(Entries contained in a dataset)
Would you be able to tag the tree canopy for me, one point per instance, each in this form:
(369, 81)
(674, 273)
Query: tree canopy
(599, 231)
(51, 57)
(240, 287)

Exercise => Rewrite all of the entries above in full, requests included, multiplying every coordinate in the answers by 0.7 and rounding each result to the nearest whole number, with halves rounded up. Leave the requests and their sample points unchanged.

Answer below =>
Would you be able to tag the tree canopy for me, one point per instance, each in this form:
(369, 81)
(674, 273)
Query: tree canopy
(419, 162)
(36, 40)
(168, 201)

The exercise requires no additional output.